# Start of RECORDS FOR THIS EXERCISE

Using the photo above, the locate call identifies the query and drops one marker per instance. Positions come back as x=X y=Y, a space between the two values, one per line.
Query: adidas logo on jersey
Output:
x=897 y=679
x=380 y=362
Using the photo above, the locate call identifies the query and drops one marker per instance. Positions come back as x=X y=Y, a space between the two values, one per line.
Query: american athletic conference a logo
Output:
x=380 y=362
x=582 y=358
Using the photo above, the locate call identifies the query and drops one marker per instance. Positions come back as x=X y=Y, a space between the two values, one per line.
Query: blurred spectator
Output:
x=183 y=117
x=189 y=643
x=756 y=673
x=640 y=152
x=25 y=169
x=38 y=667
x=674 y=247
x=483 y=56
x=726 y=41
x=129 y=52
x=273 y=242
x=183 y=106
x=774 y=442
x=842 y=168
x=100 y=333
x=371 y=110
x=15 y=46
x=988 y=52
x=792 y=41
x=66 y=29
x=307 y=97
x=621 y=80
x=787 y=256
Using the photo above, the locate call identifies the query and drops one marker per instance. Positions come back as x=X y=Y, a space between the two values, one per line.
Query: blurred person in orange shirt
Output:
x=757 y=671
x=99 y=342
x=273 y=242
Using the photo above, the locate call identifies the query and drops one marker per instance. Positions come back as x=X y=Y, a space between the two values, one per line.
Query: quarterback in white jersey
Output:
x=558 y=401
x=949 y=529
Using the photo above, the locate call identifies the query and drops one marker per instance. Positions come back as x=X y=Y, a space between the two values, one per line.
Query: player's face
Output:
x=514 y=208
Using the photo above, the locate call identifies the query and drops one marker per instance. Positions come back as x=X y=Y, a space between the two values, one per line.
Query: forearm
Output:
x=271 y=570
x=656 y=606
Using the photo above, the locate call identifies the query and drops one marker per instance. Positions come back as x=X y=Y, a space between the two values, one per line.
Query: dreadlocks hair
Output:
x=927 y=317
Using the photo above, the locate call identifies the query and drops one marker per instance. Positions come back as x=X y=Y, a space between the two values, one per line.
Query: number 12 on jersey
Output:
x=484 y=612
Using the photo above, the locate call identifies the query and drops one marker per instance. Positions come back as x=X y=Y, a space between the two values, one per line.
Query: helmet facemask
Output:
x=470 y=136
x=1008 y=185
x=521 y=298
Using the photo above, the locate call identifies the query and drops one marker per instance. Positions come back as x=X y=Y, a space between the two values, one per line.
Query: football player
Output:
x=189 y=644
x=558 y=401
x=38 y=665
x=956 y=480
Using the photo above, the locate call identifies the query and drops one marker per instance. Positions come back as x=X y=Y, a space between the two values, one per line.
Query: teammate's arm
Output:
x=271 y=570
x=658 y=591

# End of RECORDS FOR THIS EXERCISE
# Start of RECORDS FOR THIS EXERCISE

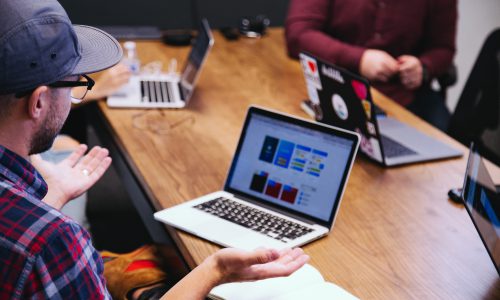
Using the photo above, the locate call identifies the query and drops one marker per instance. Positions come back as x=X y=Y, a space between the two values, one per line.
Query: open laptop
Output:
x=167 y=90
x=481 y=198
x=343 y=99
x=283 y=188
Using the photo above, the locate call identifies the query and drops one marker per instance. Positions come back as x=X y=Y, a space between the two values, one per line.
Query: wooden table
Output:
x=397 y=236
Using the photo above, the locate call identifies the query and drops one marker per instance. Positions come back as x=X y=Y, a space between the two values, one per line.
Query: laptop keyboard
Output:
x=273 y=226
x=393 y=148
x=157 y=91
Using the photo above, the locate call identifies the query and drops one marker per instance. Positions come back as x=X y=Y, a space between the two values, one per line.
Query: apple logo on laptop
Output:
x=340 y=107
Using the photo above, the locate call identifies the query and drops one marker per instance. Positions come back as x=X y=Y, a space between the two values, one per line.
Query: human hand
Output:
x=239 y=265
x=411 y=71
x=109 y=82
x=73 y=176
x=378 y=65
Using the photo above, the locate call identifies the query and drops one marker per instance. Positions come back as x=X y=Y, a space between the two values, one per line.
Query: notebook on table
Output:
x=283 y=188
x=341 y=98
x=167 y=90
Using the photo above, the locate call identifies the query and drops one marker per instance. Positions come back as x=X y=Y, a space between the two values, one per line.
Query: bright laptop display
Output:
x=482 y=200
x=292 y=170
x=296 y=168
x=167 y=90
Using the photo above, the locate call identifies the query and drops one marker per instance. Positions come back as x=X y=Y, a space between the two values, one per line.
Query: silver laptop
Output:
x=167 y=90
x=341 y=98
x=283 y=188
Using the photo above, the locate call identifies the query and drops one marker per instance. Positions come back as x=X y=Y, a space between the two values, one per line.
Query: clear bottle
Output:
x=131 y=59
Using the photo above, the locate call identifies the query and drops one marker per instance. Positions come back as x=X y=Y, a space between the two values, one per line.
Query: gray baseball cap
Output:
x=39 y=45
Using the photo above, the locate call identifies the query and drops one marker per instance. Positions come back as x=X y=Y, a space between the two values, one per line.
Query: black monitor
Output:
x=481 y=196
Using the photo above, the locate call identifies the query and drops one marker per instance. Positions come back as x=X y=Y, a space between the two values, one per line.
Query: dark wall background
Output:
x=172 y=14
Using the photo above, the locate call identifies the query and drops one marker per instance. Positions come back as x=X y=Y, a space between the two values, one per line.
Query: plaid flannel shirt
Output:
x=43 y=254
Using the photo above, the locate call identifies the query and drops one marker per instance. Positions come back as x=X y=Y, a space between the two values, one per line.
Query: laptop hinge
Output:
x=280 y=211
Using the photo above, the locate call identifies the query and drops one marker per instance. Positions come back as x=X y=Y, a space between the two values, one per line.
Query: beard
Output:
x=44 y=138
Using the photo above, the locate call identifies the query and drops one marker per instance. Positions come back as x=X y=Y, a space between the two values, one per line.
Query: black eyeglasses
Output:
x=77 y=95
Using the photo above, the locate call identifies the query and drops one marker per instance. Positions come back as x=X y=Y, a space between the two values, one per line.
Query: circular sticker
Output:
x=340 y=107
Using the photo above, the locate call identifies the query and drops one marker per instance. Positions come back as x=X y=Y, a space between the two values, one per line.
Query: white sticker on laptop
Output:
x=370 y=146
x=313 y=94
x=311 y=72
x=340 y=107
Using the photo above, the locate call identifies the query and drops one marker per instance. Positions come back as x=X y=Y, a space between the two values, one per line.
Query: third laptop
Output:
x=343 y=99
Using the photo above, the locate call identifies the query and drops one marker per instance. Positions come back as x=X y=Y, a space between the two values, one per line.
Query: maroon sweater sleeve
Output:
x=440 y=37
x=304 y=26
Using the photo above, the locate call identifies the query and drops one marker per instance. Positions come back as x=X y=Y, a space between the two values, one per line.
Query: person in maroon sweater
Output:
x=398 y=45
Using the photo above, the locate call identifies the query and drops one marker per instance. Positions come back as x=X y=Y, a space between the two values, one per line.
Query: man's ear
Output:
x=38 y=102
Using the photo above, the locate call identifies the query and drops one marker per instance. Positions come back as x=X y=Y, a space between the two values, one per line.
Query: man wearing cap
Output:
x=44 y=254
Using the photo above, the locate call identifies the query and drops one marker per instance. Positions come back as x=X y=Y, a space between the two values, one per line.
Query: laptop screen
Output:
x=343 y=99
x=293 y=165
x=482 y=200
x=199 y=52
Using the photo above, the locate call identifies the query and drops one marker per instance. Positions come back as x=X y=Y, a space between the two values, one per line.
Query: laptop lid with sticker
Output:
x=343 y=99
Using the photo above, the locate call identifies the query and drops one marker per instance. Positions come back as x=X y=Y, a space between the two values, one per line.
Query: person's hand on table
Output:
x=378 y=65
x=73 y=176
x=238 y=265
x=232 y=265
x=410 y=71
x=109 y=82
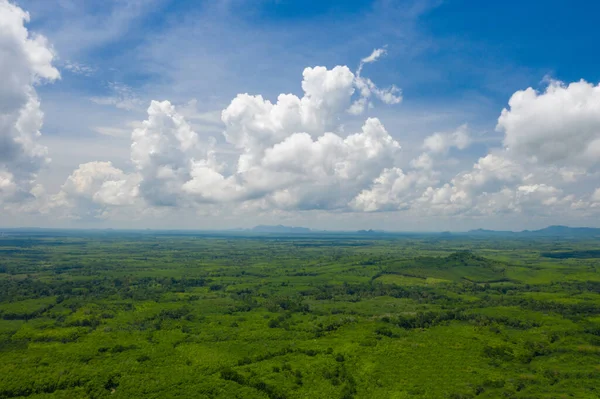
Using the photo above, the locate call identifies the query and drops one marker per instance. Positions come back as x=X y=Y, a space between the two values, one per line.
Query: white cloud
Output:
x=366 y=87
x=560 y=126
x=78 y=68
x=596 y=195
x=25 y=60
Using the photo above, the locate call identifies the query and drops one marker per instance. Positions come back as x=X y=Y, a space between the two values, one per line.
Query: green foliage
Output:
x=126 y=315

# End of RECORDS FOR THIS EXERCISE
# Start of RECORDS FOR THIS EXERCISE

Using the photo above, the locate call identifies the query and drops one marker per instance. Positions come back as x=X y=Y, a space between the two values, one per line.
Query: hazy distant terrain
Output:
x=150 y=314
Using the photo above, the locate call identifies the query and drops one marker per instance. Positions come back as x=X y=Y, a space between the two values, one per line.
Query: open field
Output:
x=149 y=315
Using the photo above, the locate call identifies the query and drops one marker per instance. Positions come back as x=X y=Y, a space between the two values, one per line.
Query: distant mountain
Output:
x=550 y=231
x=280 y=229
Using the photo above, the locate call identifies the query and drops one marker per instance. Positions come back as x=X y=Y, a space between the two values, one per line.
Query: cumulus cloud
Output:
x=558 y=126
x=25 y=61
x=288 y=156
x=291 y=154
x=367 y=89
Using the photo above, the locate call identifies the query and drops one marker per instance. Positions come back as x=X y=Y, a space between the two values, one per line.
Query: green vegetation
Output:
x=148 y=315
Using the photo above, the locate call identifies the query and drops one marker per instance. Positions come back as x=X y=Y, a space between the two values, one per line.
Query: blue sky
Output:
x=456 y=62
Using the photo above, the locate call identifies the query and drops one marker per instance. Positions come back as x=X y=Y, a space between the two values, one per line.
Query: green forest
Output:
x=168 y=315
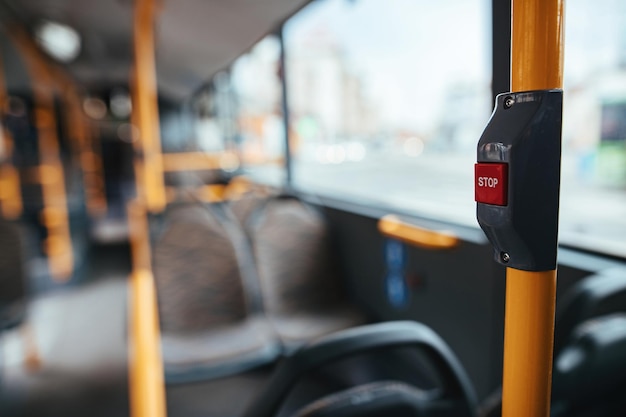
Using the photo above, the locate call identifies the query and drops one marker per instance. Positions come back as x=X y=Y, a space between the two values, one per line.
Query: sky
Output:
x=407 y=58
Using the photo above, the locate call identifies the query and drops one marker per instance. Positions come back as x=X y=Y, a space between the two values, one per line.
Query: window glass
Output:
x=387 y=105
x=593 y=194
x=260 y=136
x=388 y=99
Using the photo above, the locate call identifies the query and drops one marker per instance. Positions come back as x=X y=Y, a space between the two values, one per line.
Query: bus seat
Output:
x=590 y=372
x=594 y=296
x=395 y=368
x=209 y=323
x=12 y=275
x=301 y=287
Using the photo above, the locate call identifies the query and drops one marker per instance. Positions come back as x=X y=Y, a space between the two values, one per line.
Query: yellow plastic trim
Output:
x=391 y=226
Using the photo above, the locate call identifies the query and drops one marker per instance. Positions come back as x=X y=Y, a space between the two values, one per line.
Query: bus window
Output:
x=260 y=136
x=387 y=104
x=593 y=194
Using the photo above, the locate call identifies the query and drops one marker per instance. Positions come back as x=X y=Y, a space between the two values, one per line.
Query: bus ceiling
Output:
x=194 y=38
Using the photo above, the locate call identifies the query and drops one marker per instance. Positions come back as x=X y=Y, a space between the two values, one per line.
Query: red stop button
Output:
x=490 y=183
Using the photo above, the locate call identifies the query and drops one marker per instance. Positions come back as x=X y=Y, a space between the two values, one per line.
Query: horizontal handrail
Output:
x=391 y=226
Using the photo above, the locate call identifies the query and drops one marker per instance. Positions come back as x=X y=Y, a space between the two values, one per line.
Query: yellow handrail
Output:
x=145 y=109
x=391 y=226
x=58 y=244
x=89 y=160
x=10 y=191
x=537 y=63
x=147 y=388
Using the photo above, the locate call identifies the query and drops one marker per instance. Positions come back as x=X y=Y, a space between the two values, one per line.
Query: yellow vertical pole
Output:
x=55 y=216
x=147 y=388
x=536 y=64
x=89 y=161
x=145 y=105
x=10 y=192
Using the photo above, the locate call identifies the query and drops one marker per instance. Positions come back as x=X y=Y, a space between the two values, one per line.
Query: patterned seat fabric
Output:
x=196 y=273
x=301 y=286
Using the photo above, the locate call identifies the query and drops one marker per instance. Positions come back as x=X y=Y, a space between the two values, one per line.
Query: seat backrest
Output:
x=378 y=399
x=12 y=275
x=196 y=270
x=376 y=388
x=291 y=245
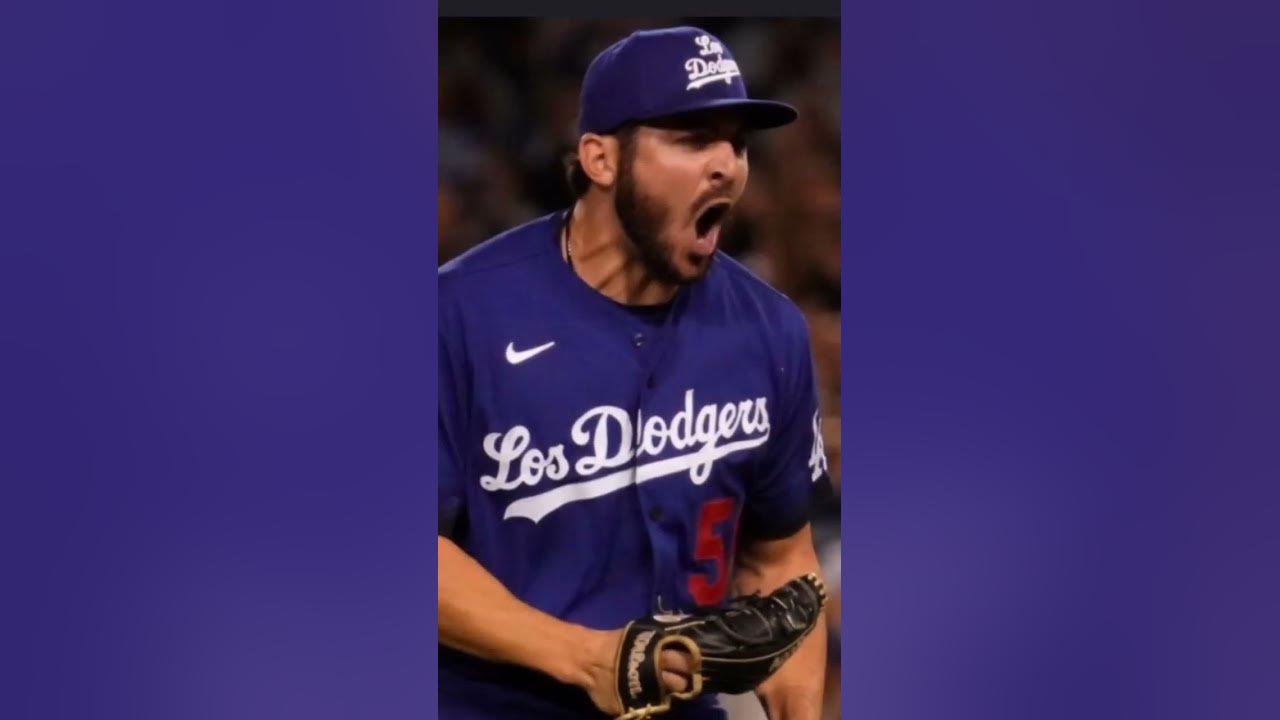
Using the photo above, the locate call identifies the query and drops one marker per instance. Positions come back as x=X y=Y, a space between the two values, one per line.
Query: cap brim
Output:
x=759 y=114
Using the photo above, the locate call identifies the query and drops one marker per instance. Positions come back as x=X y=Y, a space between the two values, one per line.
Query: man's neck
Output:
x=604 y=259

# End of RECORDS FOR THIS EXERCISE

### EXERCISE TASK
Return every line of the records above that contains the string "person".

### THE COMPLETED TASK
Query: blurred person in orange shirt
Query: person in maroon sweater
Query: person's hand on table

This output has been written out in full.